**TASK A**. Collect every line in the entries that contains the string "short".

[EXCERPT TO READ start]

[PATCH v2] drm/atomic-helpers: Invoke end_fb_access while owning plane state
Alyssa Ross
hi at alyssa.is
Wed Nov 29 13:49:36 UTC 2023
Thomas Zimmermann <tzimmermann at suse.de> writes:
> Hi
>
> Am 27.11.23 um 17:25 schrieb Alyssa Ross:
>> Thomas Zimmermann <tzimmermann at suse.de> writes:
>>
>>> Invoke drm_plane_helper_funcs.end_fb_access before
>>> drm_atomic_helper_commit_hw_done(). The latter function hands over
>>> ownership of the plane state to the following commit, which might
>>> free it. Releasing resources in end_fb_access then operates on undefined
>>> state. This bug has been observed with non-blocking commits when they
>>> are being queued up quickly.
>>>
>>> Here is an example stack trace from the bug report. The plane state has
>>> been free'd already, so the pages for drm_gem_fb_vunmap() are gone.
>>>
>>> Unable to handle kernel paging request at virtual address 0000000100000049
>>> [...]
>>> drm_gem_fb_vunmap+0x18/0x74
>>> drm_gem_end_shadow_fb_access+0x1c/0x2c
>>> drm_atomic_helper_cleanup_planes+0x58/0xd8
>>> drm_atomic_helper_commit_tail+0x90/0xa0
>>> commit_tail+0x15c/0x188
>>> commit_work+0x14/0x20
>>>
>>> For aborted commits, it is still ok to run end_fb_access as part of the
>>> plane's cleanup. Add a test to drm_atomic_helper_cleanup_planes().
>>>
>>> v2:
>>> * fix test in drm_atomic_helper_cleanup_planes()
>>>
>>> Reported-by: Alyssa Ross <hi at alyssa.is>
>>> Closes: https://lore.kernel.org/dri-devel/87leazm0ya.fsf@alyssa.is/
>>> Suggested-by: Daniel Vetter <daniel at ffwll.ch>
>>> Fixes: 94d879eaf7fb ("drm/atomic-helper: Add {begin,end}_fb_access to plane helpers")
>>> Signed-off-by: Thomas Zimmermann <tzimmermann at suse.de>
>>> Cc: <stable at vger.kernel.org> # v6.2+
>>> ---
>>> drivers/gpu/drm/drm_atomic_helper.c | 17 +++++++++++++++++
>>> 1 file changed, 17 insertions(+)
>>
>> Got this basically immediately. :(
>
> I've never seen such problems on other systems. Is there anything
> different about the Mac systems? How do you trigger these errors?

[EXCERPT TO READ end]
[DATA IN THIS EXERCISE start]

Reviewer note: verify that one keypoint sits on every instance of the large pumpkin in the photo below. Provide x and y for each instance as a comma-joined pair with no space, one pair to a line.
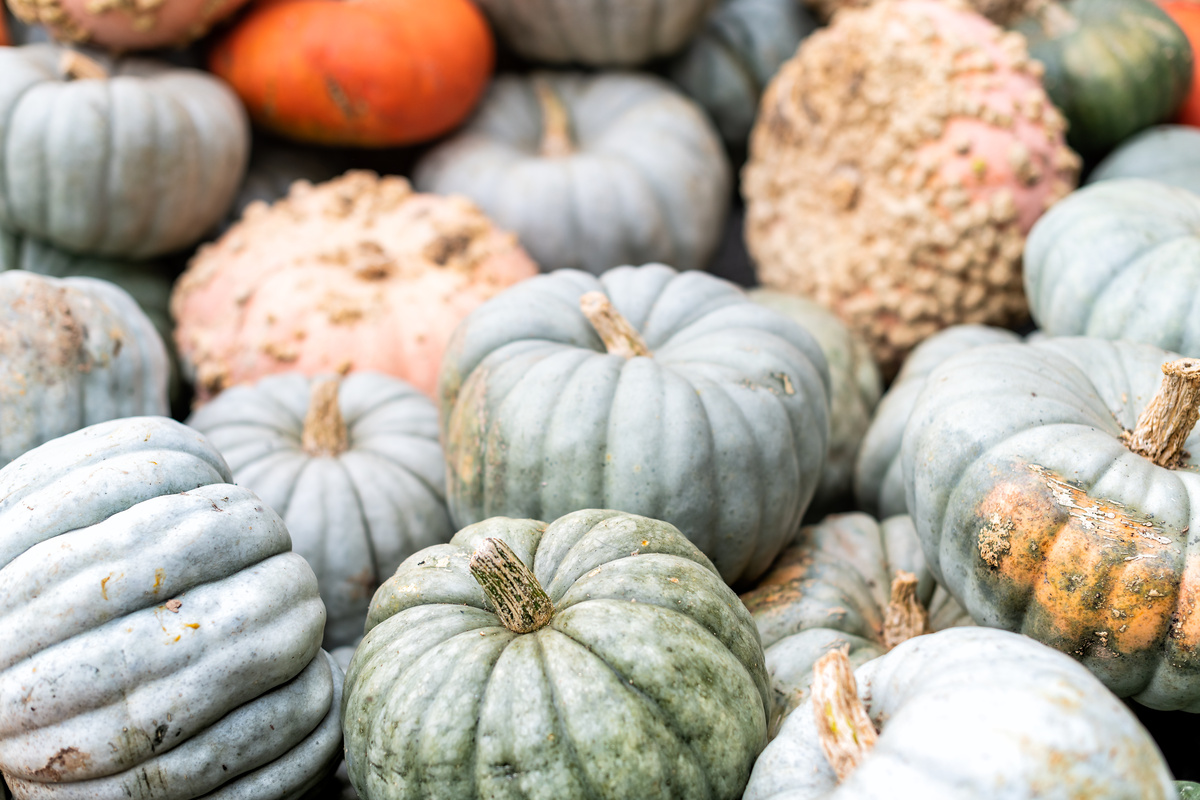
1053,497
353,467
647,390
1119,259
355,274
370,73
592,172
157,627
130,161
599,655
966,713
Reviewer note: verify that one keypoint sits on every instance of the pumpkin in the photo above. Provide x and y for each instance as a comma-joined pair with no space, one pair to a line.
1168,154
131,160
77,352
353,467
357,274
157,626
855,386
376,73
646,390
879,471
966,713
727,65
591,172
1050,487
597,32
1119,259
849,581
895,186
598,655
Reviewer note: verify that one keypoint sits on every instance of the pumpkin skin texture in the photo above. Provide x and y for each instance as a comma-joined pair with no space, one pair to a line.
591,172
358,274
723,431
77,352
156,623
376,73
899,192
1119,259
879,470
360,486
730,61
973,713
647,681
1038,518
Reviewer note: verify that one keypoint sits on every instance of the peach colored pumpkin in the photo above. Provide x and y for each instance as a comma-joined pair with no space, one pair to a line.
359,272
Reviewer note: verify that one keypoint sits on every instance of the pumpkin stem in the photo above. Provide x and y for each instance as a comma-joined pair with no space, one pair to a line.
324,429
1168,420
513,589
618,336
556,122
844,728
906,617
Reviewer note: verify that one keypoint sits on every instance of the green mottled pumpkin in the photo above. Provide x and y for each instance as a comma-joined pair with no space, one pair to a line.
600,655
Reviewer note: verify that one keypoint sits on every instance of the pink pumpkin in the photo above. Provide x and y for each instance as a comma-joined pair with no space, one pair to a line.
355,274
897,164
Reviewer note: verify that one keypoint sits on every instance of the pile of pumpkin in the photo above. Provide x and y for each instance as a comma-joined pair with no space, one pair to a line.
456,503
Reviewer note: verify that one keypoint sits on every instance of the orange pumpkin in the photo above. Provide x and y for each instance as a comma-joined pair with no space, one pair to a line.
369,73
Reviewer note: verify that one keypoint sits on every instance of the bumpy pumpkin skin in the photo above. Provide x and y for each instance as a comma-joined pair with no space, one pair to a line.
355,509
1120,260
1038,518
376,73
973,713
723,431
647,681
156,623
636,174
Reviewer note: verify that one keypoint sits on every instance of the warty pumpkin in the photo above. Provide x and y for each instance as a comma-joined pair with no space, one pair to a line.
599,655
646,390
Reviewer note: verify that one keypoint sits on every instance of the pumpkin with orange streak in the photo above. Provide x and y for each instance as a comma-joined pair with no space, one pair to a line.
373,73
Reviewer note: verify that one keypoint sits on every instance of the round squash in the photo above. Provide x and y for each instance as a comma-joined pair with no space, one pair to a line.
131,160
730,61
1120,260
599,655
353,467
1054,497
358,274
592,172
375,73
157,626
647,390
966,713
892,184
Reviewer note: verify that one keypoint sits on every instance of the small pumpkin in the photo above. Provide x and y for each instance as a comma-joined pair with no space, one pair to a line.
375,73
1050,485
353,467
598,654
591,172
357,274
648,390
131,158
1119,259
966,713
156,624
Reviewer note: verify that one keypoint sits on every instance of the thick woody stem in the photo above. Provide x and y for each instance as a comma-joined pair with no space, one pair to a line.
906,617
844,728
556,122
324,429
1168,420
513,589
618,336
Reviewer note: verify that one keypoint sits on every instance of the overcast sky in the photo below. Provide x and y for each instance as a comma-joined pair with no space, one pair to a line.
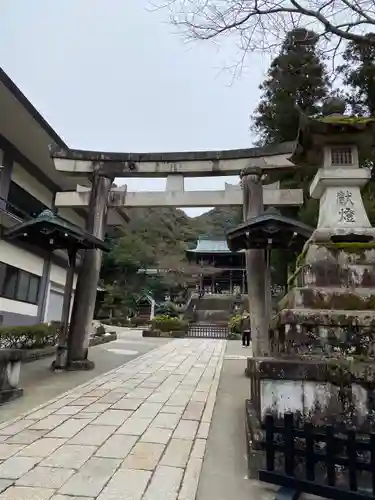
113,75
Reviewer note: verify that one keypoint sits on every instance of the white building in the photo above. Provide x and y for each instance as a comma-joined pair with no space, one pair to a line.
31,281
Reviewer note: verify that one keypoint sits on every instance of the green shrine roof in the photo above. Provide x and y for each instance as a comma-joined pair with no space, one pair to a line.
206,244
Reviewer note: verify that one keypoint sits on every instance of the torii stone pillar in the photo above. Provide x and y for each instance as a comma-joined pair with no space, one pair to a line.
88,278
258,286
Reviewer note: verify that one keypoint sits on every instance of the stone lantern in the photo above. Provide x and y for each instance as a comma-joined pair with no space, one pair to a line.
322,364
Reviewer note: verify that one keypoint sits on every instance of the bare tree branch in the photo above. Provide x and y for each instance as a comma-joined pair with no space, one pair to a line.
260,25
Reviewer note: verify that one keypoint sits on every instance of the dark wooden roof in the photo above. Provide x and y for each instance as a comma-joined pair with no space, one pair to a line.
50,232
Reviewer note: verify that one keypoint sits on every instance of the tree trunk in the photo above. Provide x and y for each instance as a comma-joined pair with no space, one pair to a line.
88,278
256,268
61,353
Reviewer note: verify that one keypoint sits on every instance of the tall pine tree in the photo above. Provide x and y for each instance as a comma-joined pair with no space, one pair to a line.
358,72
297,76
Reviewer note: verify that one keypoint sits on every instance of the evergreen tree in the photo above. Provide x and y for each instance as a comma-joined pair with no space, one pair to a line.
358,73
297,80
297,76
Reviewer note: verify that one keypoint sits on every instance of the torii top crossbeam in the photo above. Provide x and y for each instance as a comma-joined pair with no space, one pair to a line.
188,164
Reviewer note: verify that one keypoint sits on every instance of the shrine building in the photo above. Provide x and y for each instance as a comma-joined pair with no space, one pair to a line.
223,271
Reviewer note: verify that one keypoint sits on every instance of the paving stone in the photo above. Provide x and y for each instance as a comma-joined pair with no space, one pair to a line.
93,434
148,410
64,497
85,401
45,477
126,484
42,413
69,456
69,410
7,450
127,404
193,411
49,422
15,467
144,456
41,448
199,396
111,398
186,429
26,437
178,410
191,479
4,484
164,484
117,446
134,426
97,392
159,397
157,435
166,420
113,417
87,416
140,393
199,448
96,408
203,431
26,493
16,427
91,478
68,429
177,453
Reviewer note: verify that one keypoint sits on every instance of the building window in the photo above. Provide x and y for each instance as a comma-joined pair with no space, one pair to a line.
17,284
22,204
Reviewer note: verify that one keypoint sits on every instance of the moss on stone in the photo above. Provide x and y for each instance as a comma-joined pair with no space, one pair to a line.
342,301
346,120
354,247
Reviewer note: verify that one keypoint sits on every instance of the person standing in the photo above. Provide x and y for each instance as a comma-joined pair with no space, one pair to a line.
245,329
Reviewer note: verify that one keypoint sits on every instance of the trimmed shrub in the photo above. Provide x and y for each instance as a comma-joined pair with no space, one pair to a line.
29,337
151,333
178,334
137,321
168,324
100,330
235,323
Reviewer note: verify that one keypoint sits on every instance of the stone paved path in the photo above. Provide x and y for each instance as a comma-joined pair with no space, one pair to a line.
137,432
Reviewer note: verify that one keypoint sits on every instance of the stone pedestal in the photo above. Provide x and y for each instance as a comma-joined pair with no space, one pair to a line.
10,366
322,340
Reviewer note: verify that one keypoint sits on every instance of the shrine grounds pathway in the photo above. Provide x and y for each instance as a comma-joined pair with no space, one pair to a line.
153,428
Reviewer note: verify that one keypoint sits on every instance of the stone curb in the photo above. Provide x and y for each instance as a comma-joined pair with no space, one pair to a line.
35,354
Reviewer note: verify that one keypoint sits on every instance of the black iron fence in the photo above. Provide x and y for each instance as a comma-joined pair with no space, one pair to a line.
319,461
208,331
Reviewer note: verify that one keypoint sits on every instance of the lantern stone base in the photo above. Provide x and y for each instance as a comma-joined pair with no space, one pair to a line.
10,366
316,390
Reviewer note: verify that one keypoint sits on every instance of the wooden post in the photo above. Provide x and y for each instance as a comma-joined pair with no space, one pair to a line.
256,263
61,353
88,278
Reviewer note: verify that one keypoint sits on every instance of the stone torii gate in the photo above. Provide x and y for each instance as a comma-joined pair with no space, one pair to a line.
102,168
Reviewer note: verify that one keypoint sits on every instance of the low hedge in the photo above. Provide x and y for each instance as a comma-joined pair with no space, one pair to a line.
167,323
29,337
177,334
235,323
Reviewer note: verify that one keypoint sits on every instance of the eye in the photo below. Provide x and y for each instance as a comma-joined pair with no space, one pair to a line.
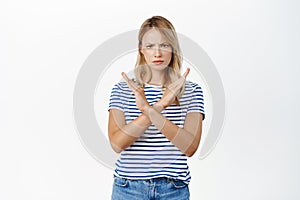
149,46
165,45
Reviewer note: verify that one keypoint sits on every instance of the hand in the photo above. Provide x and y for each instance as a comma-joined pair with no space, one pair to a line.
172,90
140,98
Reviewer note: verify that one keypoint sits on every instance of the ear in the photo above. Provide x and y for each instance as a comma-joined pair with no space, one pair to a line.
141,50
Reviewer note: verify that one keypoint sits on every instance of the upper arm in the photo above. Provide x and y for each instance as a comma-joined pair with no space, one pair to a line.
116,121
193,125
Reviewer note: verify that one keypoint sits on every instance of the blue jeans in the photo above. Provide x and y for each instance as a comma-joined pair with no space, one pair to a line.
150,189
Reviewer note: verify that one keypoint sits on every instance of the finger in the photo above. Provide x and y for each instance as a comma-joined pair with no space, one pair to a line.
186,73
130,83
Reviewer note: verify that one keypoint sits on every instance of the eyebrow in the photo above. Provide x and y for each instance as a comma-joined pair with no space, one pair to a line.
155,43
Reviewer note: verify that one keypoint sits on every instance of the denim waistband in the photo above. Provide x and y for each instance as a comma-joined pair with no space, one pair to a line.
151,180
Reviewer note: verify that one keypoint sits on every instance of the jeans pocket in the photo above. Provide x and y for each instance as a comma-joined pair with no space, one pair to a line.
178,183
120,182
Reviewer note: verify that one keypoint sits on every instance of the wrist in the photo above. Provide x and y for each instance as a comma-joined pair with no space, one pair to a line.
158,107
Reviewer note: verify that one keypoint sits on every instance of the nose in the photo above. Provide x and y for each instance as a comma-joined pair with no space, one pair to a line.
157,52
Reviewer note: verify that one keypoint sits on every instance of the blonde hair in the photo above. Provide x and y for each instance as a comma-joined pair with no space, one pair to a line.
142,71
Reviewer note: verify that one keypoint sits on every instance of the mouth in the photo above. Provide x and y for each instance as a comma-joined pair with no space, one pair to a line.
158,62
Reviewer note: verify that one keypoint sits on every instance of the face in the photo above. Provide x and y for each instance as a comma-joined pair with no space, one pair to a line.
156,50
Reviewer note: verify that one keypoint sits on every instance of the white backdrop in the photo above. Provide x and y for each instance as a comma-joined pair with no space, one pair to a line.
254,45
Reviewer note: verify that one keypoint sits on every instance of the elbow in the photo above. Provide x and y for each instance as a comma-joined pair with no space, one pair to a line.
116,148
190,153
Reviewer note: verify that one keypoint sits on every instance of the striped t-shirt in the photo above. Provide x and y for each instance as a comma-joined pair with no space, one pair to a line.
152,155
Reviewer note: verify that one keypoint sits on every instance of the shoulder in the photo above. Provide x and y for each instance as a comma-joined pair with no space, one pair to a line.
192,86
122,86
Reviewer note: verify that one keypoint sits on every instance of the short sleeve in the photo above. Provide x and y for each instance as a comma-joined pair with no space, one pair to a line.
116,98
197,100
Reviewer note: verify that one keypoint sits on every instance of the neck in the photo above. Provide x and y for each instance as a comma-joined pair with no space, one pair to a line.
157,78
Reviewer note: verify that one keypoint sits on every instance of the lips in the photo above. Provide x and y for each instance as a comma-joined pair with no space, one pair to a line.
158,61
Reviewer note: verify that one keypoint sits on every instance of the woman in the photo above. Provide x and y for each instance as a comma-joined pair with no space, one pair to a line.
155,120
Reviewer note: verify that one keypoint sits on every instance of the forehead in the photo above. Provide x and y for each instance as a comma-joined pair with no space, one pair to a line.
153,36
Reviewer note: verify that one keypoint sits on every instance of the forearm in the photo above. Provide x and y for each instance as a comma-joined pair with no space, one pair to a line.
127,134
185,139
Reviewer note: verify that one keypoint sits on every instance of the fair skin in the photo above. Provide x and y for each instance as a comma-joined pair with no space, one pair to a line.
154,48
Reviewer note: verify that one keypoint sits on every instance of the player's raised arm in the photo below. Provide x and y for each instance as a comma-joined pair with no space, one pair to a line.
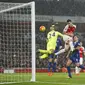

[DATA IN THIS EXERCISE end]

**TASK B**. List the function names that appear in the stack trace quoted in the patch thread above.

**RESULT A**.
Reviewer note: verify that one keypoint sits on every instance of the short sleeve in the photo above. Provide x and y for each instance as a comma-joined pair with no space, one pair to a line.

**RESULT B**.
drm_gem_fb_vunmap
drm_gem_end_shadow_fb_access
drm_atomic_helper_cleanup_planes
drm_atomic_helper_commit_tail
commit_tail
commit_work